▸ Task material
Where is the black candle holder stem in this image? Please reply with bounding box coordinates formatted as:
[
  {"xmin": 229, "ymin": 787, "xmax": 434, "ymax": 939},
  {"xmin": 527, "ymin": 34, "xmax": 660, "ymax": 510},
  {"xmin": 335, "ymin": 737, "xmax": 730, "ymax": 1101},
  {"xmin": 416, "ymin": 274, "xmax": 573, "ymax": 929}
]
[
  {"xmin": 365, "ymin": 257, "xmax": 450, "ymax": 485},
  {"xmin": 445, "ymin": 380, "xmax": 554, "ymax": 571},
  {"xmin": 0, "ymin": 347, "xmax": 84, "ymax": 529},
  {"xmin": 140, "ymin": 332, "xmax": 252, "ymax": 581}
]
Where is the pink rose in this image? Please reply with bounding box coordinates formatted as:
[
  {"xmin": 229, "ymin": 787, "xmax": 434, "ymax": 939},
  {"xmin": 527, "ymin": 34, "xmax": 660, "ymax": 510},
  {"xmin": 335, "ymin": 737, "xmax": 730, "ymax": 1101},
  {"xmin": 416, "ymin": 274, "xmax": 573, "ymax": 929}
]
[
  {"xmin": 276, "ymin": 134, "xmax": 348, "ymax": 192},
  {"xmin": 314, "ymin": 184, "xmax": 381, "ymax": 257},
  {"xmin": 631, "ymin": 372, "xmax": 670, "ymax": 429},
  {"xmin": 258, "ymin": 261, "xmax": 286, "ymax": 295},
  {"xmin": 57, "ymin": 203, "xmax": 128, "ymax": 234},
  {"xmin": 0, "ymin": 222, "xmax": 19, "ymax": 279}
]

▸ Your instructions
Can you reproduce every item above word for word, line by line, with nothing left out or changed?

▸ Reply to the exercise
Where is the black candle holder stem in this image? Please reply with bounding box coordinates formatted as:
[
  {"xmin": 229, "ymin": 787, "xmax": 434, "ymax": 939},
  {"xmin": 527, "ymin": 34, "xmax": 660, "ymax": 510},
  {"xmin": 335, "ymin": 737, "xmax": 730, "ymax": 1101},
  {"xmin": 416, "ymin": 274, "xmax": 573, "ymax": 929}
]
[
  {"xmin": 365, "ymin": 257, "xmax": 450, "ymax": 485},
  {"xmin": 445, "ymin": 380, "xmax": 554, "ymax": 571},
  {"xmin": 0, "ymin": 347, "xmax": 84, "ymax": 529},
  {"xmin": 140, "ymin": 332, "xmax": 252, "ymax": 581}
]
Where is the pink rose in this image? Please reply with bounding box coordinates formatted as:
[
  {"xmin": 229, "ymin": 787, "xmax": 434, "ymax": 939},
  {"xmin": 527, "ymin": 34, "xmax": 660, "ymax": 510},
  {"xmin": 335, "ymin": 737, "xmax": 730, "ymax": 1101},
  {"xmin": 416, "ymin": 274, "xmax": 573, "ymax": 929}
]
[
  {"xmin": 276, "ymin": 134, "xmax": 348, "ymax": 192},
  {"xmin": 314, "ymin": 184, "xmax": 381, "ymax": 257},
  {"xmin": 631, "ymin": 372, "xmax": 670, "ymax": 429},
  {"xmin": 258, "ymin": 261, "xmax": 286, "ymax": 295},
  {"xmin": 57, "ymin": 203, "xmax": 128, "ymax": 234},
  {"xmin": 0, "ymin": 222, "xmax": 19, "ymax": 279}
]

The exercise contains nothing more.